What the exercise asks – Select every line of the items below that contains the word "rocky", and copy each one out in full.

Extracted entries –
------------------------------------------------

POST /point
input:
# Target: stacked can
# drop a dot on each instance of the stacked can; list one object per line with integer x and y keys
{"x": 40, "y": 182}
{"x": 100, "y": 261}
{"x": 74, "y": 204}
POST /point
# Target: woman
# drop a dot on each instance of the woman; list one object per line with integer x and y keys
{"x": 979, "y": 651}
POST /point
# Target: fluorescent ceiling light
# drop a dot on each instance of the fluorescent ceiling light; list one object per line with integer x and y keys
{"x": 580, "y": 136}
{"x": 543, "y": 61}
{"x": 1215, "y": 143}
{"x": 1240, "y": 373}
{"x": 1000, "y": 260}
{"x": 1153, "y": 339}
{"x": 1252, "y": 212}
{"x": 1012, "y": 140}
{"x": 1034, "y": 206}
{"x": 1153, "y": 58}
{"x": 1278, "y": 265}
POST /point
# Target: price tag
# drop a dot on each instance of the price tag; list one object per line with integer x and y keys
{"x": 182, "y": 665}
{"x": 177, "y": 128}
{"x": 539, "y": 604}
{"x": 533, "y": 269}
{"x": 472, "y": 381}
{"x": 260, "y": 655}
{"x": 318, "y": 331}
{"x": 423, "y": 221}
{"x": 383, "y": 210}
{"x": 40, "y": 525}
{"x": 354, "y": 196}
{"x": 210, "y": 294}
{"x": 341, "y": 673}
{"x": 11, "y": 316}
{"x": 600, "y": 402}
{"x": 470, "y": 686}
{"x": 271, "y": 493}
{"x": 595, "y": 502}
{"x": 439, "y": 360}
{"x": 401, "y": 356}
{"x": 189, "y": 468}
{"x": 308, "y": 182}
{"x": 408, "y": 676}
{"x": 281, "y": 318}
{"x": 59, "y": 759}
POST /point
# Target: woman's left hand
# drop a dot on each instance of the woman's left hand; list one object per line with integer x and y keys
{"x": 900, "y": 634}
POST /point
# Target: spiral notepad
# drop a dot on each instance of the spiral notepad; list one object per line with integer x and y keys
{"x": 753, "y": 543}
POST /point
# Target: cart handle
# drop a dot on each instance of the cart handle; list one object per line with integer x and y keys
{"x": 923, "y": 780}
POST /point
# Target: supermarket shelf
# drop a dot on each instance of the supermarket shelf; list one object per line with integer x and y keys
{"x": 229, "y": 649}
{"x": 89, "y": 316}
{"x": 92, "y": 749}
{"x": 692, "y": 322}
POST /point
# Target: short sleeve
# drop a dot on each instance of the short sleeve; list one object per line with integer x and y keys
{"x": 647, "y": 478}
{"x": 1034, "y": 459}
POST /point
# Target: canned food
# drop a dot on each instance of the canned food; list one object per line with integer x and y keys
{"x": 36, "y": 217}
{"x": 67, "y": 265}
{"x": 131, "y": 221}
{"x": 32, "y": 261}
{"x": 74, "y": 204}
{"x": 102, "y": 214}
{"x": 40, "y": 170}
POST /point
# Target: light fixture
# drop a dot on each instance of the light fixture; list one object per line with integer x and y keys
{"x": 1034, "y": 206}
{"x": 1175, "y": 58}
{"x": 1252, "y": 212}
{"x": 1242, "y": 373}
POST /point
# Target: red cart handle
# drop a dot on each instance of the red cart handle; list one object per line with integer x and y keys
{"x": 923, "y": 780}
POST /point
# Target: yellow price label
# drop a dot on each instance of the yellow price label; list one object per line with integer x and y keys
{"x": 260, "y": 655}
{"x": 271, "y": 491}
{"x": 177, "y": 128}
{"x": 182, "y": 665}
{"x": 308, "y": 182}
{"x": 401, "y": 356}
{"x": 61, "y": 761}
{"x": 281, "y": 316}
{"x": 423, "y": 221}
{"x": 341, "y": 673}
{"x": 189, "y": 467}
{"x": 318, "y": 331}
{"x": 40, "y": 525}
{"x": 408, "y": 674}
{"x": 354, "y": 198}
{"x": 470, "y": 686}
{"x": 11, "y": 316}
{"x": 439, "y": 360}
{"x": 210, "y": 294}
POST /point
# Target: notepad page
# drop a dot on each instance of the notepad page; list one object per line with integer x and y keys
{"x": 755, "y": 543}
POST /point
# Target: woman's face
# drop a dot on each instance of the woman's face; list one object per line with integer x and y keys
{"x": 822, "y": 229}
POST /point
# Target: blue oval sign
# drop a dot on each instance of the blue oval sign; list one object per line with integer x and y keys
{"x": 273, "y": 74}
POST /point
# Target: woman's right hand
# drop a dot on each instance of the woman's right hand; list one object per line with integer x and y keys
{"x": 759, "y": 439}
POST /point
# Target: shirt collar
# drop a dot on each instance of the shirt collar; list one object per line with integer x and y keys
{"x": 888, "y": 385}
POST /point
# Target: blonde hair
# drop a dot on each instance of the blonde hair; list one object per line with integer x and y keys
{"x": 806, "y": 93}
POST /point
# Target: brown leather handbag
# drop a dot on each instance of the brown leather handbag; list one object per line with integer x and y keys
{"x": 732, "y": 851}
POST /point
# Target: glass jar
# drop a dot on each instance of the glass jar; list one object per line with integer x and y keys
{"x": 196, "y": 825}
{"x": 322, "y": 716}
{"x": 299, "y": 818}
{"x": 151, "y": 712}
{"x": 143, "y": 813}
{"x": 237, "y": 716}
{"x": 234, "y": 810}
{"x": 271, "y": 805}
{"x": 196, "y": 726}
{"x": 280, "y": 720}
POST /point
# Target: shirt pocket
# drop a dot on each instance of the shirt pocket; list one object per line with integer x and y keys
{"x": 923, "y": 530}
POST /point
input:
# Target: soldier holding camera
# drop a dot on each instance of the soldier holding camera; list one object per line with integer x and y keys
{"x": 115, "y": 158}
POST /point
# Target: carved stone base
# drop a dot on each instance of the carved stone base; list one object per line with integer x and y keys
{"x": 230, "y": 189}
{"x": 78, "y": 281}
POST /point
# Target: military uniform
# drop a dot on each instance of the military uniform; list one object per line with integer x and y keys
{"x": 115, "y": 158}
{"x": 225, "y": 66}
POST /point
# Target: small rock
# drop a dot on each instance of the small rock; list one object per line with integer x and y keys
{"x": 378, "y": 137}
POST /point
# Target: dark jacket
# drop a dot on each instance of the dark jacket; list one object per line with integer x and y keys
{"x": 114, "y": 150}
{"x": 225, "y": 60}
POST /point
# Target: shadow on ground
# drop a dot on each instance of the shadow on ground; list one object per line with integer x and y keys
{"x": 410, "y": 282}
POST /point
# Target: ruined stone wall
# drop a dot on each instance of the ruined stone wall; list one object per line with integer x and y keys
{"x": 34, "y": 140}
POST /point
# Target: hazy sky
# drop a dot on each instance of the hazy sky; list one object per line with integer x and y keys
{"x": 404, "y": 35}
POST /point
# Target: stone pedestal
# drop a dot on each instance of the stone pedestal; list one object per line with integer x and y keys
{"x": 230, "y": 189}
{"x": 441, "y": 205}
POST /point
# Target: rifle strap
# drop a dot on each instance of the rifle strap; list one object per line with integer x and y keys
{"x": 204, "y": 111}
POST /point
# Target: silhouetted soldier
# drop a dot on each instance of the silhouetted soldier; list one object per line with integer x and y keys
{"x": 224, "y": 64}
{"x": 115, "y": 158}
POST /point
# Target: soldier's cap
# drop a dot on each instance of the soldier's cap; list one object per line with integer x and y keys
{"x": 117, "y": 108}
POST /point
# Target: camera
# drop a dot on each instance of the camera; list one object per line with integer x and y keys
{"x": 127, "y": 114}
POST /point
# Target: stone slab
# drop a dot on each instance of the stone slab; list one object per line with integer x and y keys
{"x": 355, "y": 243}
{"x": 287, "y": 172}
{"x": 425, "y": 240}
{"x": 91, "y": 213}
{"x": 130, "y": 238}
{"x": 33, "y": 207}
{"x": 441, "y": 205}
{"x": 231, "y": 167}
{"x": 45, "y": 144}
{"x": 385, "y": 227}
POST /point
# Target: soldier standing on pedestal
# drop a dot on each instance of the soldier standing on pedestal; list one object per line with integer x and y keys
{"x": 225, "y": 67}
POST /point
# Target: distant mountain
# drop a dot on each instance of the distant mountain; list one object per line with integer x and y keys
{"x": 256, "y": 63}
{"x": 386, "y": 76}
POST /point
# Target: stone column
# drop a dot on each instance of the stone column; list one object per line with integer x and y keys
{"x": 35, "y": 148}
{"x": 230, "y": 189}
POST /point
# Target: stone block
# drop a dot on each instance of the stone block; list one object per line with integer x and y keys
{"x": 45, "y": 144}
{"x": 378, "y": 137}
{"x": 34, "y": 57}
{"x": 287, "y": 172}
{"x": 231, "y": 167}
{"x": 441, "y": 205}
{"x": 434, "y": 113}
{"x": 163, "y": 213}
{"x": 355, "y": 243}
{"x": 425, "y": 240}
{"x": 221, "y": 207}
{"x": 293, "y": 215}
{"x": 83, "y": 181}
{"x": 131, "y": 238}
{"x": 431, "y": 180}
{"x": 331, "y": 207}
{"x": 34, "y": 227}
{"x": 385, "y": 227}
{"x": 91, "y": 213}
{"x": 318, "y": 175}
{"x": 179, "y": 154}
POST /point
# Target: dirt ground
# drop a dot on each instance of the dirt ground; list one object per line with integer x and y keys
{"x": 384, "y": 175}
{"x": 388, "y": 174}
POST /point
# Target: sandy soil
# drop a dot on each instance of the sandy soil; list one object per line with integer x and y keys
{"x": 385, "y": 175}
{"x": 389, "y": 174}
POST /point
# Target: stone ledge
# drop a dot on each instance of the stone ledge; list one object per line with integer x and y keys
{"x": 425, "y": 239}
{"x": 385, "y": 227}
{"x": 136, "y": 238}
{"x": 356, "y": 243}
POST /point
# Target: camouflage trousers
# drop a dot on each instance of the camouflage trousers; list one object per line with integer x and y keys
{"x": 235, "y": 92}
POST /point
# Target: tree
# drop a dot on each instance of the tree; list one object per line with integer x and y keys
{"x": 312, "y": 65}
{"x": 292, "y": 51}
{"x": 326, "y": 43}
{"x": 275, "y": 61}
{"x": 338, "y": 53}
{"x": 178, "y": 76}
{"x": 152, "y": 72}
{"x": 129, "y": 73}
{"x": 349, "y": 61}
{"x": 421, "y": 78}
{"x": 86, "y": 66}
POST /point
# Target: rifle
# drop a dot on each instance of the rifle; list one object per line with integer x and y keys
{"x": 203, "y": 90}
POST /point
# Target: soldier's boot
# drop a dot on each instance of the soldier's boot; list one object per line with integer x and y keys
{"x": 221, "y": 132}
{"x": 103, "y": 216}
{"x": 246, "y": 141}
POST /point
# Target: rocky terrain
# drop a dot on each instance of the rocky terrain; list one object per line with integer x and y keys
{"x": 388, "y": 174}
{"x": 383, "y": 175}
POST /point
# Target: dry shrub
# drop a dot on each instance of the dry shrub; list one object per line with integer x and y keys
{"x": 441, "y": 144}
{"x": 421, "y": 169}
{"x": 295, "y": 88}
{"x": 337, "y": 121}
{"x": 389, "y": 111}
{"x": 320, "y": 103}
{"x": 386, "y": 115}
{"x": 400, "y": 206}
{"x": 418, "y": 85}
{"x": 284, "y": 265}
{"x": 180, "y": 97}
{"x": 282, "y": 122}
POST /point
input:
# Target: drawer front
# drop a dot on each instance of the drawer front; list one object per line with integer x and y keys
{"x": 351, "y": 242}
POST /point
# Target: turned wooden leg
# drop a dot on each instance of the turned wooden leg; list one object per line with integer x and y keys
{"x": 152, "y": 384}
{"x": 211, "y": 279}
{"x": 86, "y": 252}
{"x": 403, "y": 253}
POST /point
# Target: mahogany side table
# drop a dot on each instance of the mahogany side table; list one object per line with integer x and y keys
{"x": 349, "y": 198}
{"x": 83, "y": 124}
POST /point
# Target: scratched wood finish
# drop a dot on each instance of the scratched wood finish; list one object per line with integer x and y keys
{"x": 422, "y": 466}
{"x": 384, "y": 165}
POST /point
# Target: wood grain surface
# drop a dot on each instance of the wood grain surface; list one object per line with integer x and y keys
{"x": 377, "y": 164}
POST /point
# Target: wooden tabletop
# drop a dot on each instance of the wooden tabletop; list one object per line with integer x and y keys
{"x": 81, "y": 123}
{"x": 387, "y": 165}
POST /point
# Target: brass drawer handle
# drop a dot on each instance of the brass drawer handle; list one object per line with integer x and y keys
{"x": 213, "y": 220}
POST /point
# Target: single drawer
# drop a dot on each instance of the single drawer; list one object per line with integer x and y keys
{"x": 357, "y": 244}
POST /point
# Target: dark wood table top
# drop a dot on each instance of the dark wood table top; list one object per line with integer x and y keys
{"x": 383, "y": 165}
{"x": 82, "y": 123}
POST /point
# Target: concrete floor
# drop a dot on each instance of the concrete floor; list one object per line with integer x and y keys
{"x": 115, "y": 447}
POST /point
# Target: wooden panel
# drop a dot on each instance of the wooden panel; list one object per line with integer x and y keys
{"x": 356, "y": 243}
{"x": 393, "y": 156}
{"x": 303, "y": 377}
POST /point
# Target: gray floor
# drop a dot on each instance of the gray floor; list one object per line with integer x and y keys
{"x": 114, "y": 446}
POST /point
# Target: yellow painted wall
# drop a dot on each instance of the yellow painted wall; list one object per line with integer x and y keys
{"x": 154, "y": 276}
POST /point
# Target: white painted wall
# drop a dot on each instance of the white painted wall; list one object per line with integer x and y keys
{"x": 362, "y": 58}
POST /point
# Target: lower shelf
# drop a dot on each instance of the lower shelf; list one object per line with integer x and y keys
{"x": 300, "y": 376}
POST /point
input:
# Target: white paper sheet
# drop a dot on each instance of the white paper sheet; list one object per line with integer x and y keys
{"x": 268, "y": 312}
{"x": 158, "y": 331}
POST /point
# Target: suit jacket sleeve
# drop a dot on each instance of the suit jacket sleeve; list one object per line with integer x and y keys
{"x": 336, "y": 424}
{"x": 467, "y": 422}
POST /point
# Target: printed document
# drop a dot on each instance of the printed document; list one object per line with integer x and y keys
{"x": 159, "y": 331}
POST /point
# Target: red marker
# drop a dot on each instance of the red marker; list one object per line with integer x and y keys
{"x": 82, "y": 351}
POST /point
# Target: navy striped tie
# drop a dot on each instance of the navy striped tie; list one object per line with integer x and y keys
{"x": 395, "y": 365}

------------------------------------------------

Solution for this problem –
# Target: rocky terrain
# drop a dot on each instance of the rocky terrain; list one object per line with integer x and y keys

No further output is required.